Fragment van pagina ▸
______________________________
De Hoge Raad verzoekt het Hof van Justitie van de Europese Unie de volgende vragen over de uitleg van het Unierecht te beantwoorden:
1. Moet artikel 45 VWEU aldus worden uitgelegd dat een niet-ingezeten belastingplichtige die in een lidstaat werkzaamheden in loondienst (heeft) verricht, zich bij de heffing van inkomstenbelasting ten opzichte van deze werkstaat slechts in een vergelijkbare situatie als een ingezetene bevindt indien hij zijn belastbare inkomen geheel of nagenoeg geheel in die werkstaat heeft verworven?
2. Indien vraag 1 ontkennend wordt beantwoord, is die werkstaat dan verplicht, en zo ja in hoeverre, om bij de heffing van inkomstenbelasting rekening te houden met de persoonlijke en gezinssituatie van de betrokkene in een geval waarin deze in de lidstaat waar hij woont weliswaar inkomsten van betekenis heeft genoten die aldaar met inachtneming van de bepalingen van het toepasselijke belastingverdrag mogen worden belast, maar deze inkomsten in absolute zin onvoldoende zijn om de in deze woonstaat geldende tegemoetkomingen volledig te kunnen benutten?
3. In hoeverre moet voor de beantwoording van de voorgaande vragen rekening worden gehouden met het inkomen van de partner van de belastingplichtige?
De Hoge Raad houdt iedere verdere beslissing aan en schorst het geding totdat het Hof van Justitie naar aanleiding van dit verzoek uitspraak heeft gedaan.
______________________________
Opdrachten ▸
1. Welk artikel van het VWEU noemt de eerste vraag in het verzoek van de Hoge Raad?
2. Neem uit het verzoek van de Hoge Raad letterlijk de tekst over van "3. In hoeverre" tot en met "uitspraak heeft gedaan.".
3. Schrijf het verzoek van de Hoge Raad verder na de laatste zin.

[Gegevens voor puntlokalisatie]
______________________________
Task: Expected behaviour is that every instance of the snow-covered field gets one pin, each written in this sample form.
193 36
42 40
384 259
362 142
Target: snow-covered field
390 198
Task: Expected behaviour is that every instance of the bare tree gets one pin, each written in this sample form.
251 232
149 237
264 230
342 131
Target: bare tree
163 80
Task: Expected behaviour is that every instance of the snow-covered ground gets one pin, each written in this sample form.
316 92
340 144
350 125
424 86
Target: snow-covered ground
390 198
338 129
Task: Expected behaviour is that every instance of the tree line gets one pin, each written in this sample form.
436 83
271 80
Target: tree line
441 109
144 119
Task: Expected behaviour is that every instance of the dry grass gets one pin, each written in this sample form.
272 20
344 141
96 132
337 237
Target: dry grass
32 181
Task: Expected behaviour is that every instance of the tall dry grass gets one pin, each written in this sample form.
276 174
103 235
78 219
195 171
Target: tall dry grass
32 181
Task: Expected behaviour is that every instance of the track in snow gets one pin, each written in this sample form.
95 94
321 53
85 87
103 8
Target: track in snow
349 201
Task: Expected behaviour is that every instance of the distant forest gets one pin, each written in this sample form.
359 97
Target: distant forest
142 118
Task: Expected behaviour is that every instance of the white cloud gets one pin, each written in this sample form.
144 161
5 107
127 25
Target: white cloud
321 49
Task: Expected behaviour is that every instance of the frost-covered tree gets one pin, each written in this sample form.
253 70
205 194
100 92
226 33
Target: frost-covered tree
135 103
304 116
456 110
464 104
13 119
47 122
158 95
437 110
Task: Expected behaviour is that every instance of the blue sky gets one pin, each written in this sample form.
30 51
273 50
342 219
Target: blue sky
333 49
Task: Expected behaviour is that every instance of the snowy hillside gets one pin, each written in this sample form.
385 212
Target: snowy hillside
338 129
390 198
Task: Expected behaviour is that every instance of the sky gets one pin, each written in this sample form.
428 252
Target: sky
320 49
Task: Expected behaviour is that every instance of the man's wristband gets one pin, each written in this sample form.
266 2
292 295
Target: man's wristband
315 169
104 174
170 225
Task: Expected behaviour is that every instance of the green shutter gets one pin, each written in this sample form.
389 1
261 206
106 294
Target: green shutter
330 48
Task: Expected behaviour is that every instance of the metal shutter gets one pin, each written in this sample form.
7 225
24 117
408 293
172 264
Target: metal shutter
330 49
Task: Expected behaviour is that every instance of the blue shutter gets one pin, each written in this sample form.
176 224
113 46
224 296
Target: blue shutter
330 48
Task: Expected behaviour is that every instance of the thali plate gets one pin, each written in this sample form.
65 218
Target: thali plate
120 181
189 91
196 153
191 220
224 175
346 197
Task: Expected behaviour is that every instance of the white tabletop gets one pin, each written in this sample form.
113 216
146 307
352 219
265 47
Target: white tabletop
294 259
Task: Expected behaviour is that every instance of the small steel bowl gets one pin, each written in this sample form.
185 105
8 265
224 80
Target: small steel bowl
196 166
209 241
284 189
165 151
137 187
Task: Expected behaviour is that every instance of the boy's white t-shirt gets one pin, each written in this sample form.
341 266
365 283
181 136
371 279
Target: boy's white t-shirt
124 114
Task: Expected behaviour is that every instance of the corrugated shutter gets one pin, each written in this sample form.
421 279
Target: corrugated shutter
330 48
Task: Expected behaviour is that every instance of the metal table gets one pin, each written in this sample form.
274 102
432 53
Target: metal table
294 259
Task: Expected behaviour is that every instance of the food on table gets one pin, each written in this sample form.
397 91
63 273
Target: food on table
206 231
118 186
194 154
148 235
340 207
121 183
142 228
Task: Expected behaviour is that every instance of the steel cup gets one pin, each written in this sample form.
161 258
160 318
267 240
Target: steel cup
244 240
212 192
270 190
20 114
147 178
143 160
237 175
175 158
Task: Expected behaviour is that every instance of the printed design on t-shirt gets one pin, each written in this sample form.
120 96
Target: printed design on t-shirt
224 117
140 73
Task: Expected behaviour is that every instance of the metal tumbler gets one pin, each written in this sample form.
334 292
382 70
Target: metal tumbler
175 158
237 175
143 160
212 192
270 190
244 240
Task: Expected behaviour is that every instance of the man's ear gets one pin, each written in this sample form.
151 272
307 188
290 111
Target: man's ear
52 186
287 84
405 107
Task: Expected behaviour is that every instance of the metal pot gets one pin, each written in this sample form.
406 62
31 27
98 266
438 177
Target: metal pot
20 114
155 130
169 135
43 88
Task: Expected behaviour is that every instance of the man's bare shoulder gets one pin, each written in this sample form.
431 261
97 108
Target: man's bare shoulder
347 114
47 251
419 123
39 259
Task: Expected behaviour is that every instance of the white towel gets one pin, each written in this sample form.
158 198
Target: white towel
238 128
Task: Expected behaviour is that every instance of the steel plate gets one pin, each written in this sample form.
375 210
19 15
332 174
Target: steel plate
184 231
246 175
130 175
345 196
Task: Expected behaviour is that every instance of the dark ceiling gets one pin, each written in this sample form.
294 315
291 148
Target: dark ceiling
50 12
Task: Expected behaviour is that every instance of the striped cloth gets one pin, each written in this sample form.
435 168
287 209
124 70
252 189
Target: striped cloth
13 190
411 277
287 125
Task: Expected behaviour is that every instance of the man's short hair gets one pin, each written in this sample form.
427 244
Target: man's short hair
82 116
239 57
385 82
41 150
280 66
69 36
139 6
______________________________
Gegeven antwoorden ▸
1. Artikel 45 VWEU.

2.
3. In hoeverre moet voor de beantwoording van de voorgaande vragen rekening worden gehouden met het inkomen van de partner van de belastingplichtige?
De Hoge Raad houdt iedere verdere beslissing aan en schorst het geding totdat het Hof van Justitie naar aanleiding van dit verzoek uitspraak heeft gedaan.

3.
Dit arrest is gewezen door de vice-president J.A.R. van Eijsden als voorzitter, en de raadsheren M.W.C. Feteris, M.T. Boerlage, P.A.G.M. Cools en A.E.H. van der Voort Maarschalk, in tegenwoordigheid van de waarnemend griffier F. Treuren, en in het openbaar uitgesproken op 18 juli 2025.
Bijlagen:
- de tekst van artikel 5a van de Algemene wet inzake rijksbelastingen en artikel 2.1 van de Wet IB 2001; en
- een geanonimiseerde kopie van het arrest in de zaak met nummer 22/02362, ECLI:NL:HR:2025:889.
Bijlagen
1. Artikel 2.1 van de Wet IB 2001, voor zover van belang: [7]
“1 Belastingplichtigen voor de inkomstenbelasting zijn de natuurlijke personen die:
a. in Nederland wonen (binnenlandse belastingplichtigen) of
b. niet in Nederland wonen maar wel Nederlands inkomen genieten (buitenlandse belastingplichtigen).
(…)”
2. Artikel 5a van de Algemene wet inzake rijksbelastingen, voor zover van belang: [8]
“1 Als partner wordt aangemerkt:
a. de echtgenoot;
b. de ongehuwde meerderjarige persoon waarmee de ongehuwde meerderjarige belastingplichtige een notarieel samenlevingscontract is aangegaan en met wie hij staat ingeschreven op hetzelfde woonadres in de basisregistratie personen of een daarmee naar aard en strekking overeenkomende registratie buiten Nederland.
2 Degene die ingevolge het eerste lid voor een deel van het kalenderjaar als partner wordt aangemerkt, wordt ook als partner aangemerkt in de andere perioden van het kalenderjaar, voor zover hij in die perioden op hetzelfde woonadres als de belastingplichtige staat ingeschreven in de basisregistratie personen of een daarmee naar aard en strekking overeenkomende registratie buiten Nederland.
(…)”

Voetnoten

2.ECLI:NL:PHR:2023:373, met gemeenschappelijke bijlage ECLI:NL:PHR:2023:442.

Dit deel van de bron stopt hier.